GIVEN TEXT section start

Two columns for the price of one

June 19, 2014

I’m just back from CLMA KnowledgeLab 2014 in Las Vegas, which was energizing, inspiring, and instructive as it is every year. Thanks to all who stopped by the MLO booth in the exhibit hall for your valuable input, which will help guide the MLO team as we proceed through the 2014 editorial year and plan for 2015.  

Along with interacting with laboratorians and industry leaders, my schedule allowed me to attend two educational sessions: “Succession Planning—Preparing for the Takeover?” conducted by Anthony Kurec, MS, H(ASCP)DLM; and “Meaningful Use Stage 2 as it relates to the Lab and Implementing the Public Health Agency Interface,” conducted by Carol Crosby, MT(ASCP)SM. Both sessions were very interesting and very well attended. (That’s worth noting, considering that the Rio Hotel & Casino’s slot machines were beckoning attendees from just a few hundred feet away…)

Tony Kurec, a member of the MLO Editorial Advisory Board and a frequent “Tips from the Clinical Experts” answerer in MLO, gave a lively, often humorous, presentation that offered pragmatic advice on creating strategies and systems to enable an orderly, well planned succession of staff to leadership positions in labs—and exploded a few myths along the way. He structured his presentation around a “Six-Step Succession Plan,” consisting of 1) Commitment; 2) Build a work team; 3) Complete a position analysis; 4) Identify critical skills; 5) Determine bench strength; and 6) Follow-up metrics. One thing that I took away is that employees more-or-less “tell” lab directors whether they want to be considered for management positions; some very talented staff prefer to remain where they are. Managers should pick up the relevant cues and plan accordingly.

Carol Crosby, an independent consultant, gave a cogent and practical analysis of the origin of Meaningful Use in the American Recovery and Reinvestment Act and the responsibilities it entails for clinical labs. Early on, she clarified the three stages of Meaningful Use: Stage 1: Data Capture and Sharing; Stage 2: Advanced Clinical Processes; and Stage 3: Improved Outcomes. She covered these topics in detail:  Meaningful Use Stage 2 (MU2); Electronic Lab Results (ELR) interface; Lab Results to Ambulatory Interface (LRI); EHR interface; Basic knowledge required for these interfaces; MU2 elements that an LIS needs to support; ELR Project Service Path; Lessons learned; and What is the Industry Saying? One thing that impressed me about Ms. Crosby’s presentation was the ease with which she navigated, and guided her audience through, the specialized terminology, particularly the daunting collection of acronyms, that her topic requires.


This issue’s lead Continuing Education article, “The current and ideal state of anatomic pathology patient safety” by Stephen Spencer Raab, MD, is deeply rooted in the science, technology, and practices of the AP lab, but it also uses specialized language that readers might normally associate with the social sciences—psychology, educational theory, etc. But Dr. Raab’s discussion of “errors of accuracy” and “errors of precision,” of “fast thinking” and “slow thinking,” of “mental maps” and “heuristics,” is urgently relevant to the topic of mistakes that are made in the AP lab or any lab, or in almost any workplace, for that matter. How we learn and how we train, how we process information and how we interpret it, are vitally important, particularly when the integrity of diagnoses and thus patient welfare are at stake. Dr. Raab’s insights are interesting in themselves, and the suggestions he makes in terms of system-level changes to decrease anatomic pathology errors are valuable and thought-provoking. I would be interested to hear what readers think about this article—or any articles published in MLO, of course.

GIVEN TEXT section end
INPUT DATA section start

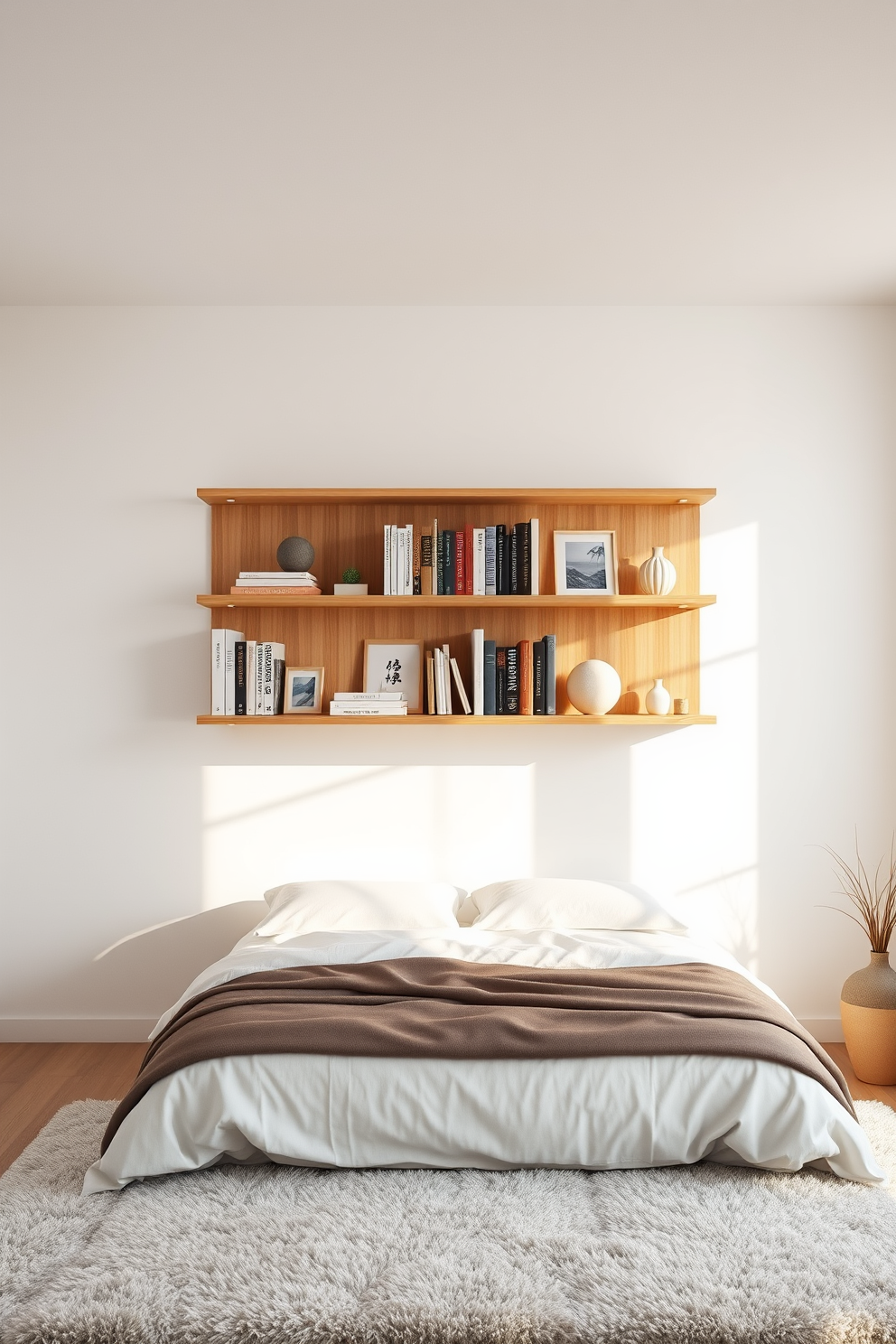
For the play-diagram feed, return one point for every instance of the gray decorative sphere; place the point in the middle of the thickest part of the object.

INPUT DATA section end
INPUT DATA section start

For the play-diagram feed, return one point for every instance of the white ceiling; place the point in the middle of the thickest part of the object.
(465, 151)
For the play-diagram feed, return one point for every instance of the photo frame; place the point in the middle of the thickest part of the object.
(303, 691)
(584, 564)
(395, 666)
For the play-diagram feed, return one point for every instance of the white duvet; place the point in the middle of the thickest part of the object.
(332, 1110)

INPUT DATA section end

§ **WORK INSTRUCTIONS**
Reproduce everything in the KnowledgeLab column from "June 19, 2014" down to "hundred feet away…)".

§ **SOLUTION FOR THIS TASK**
June 19, 2014

I’m just back from CLMA KnowledgeLab 2014 in Las Vegas, which was energizing, inspiring, and instructive as it is every year. Thanks to all who stopped by the MLO booth in the exhibit hall for your valuable input, which will help guide the MLO team as we proceed through the 2014 editorial year and plan for 2015.  

Along with interacting with laboratorians and industry leaders, my schedule allowed me to attend two educational sessions: “Succession Planning—Preparing for the Takeover?” conducted by Anthony Kurec, MS, H(ASCP)DLM; and “Meaningful Use Stage 2 as it relates to the Lab and Implementing the Public Health Agency Interface,” conducted by Carol Crosby, MT(ASCP)SM. Both sessions were very interesting and very well attended. (That’s worth noting, considering that the Rio Hotel & Casino’s slot machines were beckoning attendees from just a few hundred feet away…)